━━ RECORDS FOR THE EXERCISE
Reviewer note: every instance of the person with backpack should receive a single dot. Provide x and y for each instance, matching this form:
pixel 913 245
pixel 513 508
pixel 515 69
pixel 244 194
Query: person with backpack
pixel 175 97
━━━━
* _WORK TO COMPLETE_
Lines from the one containing "pixel 913 245" through the last line of the data above are the only output wanted; restate them exactly.

* _RESULT OF THE EXERCISE_
pixel 913 245
pixel 513 508
pixel 515 69
pixel 244 194
Query: person with backpack
pixel 175 97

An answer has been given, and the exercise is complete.